■ **AIM OF THE TASK**:
Write out all of the records below again, replacing every "marker" with "pin" and leaving everything else unchanged.

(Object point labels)
◆ ◆ ◆
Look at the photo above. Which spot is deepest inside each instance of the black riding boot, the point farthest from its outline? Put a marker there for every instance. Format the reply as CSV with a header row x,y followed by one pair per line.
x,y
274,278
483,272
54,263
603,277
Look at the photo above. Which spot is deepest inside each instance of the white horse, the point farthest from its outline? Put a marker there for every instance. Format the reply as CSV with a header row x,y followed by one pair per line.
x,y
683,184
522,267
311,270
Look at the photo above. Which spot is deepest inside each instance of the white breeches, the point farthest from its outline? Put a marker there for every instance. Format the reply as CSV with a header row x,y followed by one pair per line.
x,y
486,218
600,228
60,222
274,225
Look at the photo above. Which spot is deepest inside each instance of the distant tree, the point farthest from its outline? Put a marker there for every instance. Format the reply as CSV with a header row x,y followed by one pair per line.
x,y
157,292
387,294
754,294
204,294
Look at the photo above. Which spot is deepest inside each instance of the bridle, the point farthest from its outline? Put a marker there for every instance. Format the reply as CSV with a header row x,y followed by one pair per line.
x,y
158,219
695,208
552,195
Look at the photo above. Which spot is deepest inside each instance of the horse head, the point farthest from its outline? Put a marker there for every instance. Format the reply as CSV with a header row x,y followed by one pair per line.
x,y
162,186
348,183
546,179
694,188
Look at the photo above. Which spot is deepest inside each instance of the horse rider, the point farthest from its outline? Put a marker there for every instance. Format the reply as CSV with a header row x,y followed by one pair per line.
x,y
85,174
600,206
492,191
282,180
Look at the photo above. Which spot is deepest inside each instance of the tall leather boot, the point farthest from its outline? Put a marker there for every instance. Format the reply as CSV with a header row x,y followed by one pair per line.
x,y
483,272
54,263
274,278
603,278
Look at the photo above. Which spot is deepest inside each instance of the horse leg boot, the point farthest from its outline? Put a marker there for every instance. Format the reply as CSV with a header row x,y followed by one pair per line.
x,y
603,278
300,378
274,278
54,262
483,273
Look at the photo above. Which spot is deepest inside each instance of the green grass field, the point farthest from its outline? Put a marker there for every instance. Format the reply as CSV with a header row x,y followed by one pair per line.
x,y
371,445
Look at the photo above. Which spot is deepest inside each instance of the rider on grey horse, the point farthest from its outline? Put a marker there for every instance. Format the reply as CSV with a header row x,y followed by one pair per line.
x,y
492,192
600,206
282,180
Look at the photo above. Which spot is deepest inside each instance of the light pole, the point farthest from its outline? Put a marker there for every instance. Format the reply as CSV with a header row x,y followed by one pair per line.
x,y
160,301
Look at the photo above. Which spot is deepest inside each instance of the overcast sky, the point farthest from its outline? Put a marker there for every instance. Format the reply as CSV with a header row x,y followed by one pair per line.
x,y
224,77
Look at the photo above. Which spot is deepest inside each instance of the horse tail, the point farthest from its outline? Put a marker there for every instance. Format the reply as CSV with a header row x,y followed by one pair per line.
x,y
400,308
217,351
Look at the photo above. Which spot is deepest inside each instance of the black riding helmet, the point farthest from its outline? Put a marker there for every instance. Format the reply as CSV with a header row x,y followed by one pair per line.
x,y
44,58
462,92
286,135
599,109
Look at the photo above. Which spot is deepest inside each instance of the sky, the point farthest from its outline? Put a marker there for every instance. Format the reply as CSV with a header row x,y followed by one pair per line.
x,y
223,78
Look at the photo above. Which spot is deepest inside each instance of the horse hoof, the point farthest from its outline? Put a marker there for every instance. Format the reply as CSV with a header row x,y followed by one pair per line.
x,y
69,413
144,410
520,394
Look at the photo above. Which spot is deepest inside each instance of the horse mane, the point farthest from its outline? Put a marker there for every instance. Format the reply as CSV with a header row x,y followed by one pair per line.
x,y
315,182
◆ ◆ ◆
■ **TASK OUTPUT**:
Look at the photo above. Which spot is deepest inside each instance of the black riding boot, the point farthest from its outline? Put a pin there for every instance. Format the reply as CSV with a header row x,y followed by one pair per line.
x,y
274,278
483,272
54,263
603,277
Look at the photo above. Which spot is deepest inside each instance of the white horse, the point farthest from its outline? Put a pin there for every instance. Format the reply as CSV with a header row x,y followed by one pair per line.
x,y
683,184
522,267
311,270
Look at the photo above. Which spot is deepest inside each instance of the white breeches, the point farthest from its outline? Put a pin there for every instance. Format the reply as CSV with a header row x,y followed by one pair per line.
x,y
486,218
600,228
60,222
274,225
Look at the photo above. Which spot is deepest inside each instance of the distant tree, the point farthest from its outline? Put a pin there for every instance. Format the reply as CSV with a header row x,y followed by one pair per line.
x,y
157,292
387,294
754,294
204,294
Look at the photo above. Which spot is deepest inside each instance of the bridle, the point farthest from its outline? Put a pin there for every instance. Format the reply as CSV with a header row x,y followed by one pair per line.
x,y
158,219
695,208
552,195
Look at the photo above. Which spot is deepest inside each instance of the horse head, the point farthest from its outline? Put a pin there for every instance. Format the reply as CSV with a header row x,y followed by one pair per line.
x,y
162,186
348,183
546,179
694,188
Look at the photo above. Which spot is deepest inside each instance of the horse rider, the point farthest from its outline? Put a pin there for every instance. Format the reply as CSV with a header row x,y followed by one pair per line.
x,y
85,174
600,206
492,191
282,180
Look at the photo above. Which spot is deepest inside each instance of the tall leather boot, the point farthest from its outline? Put a pin there for every instance. Format the reply as CSV with a header row x,y followed by one pair per line.
x,y
483,272
54,263
274,278
603,278
Look at the photo above. Which spot is deepest inside each instance of the horse leg boot, the point farthest from its outline? Put a pin there for every instance. Format the reply as CSV with a header row x,y followed by one pair per line.
x,y
603,278
300,378
274,278
54,262
483,273
Look at the photo above. Which spot is deepest inside each instance of the green grass field, the point farthest from its outline? Put a pin there for every instance. Format the reply as CSV with a header row x,y followed by one pair per line.
x,y
371,445
Look at the photo above. Which spot is deepest inside each instance of the rider on grey horse, the point farthest from its outline? Put a pin there for every instance. Format the reply as CSV with a header row x,y followed by one pair per line.
x,y
492,192
600,206
282,180
Look at the photo above. Which spot is deepest inside each instance of the light pole, the point farthest from its outline? Put a pin there for every instance. Format the reply as CSV with a header row x,y followed by one pair per line.
x,y
160,301
Look at the photo above. Which spot is deepest inside each instance of the overcast sky, the point farthest from its outline? Put a pin there for every instance. Format the reply as CSV with a header row x,y followed by one pair per line.
x,y
224,77
Look at the photo above. Which spot is deepest inside each instance of the horse tail, the point farthest from its outline? Put a pin there for every instance. Format the reply as CSV with a header row x,y followed by one pair per line.
x,y
400,308
217,351
Look at the photo above. Which spot is deepest inside each instance of the black riding helmet, the point farthest from its outline? Put a pin there for every instance. Format the reply as CSV with a header row x,y followed by one pair per line.
x,y
44,58
462,92
286,135
599,109
Look at the photo above. Which spot is deepest inside each instance of the sky, the point farthest from its outline? Put a pin there for every instance. Format the reply as CSV with a header row x,y followed by one pair per line.
x,y
223,78
Look at the photo above. Which spot is deepest inside each instance of the horse hoof, the point farthest from its outline? Put a pin there for every instance. Format the reply as CSV with a header row x,y followed by one pair per line.
x,y
69,413
144,410
520,394
Look at the photo above. Which spot is deepest inside each instance of the horse mane, the point farthest from its outline? Put a pin there for every instance. Format the reply as CSV with a header row x,y followed by one pair per line.
x,y
315,182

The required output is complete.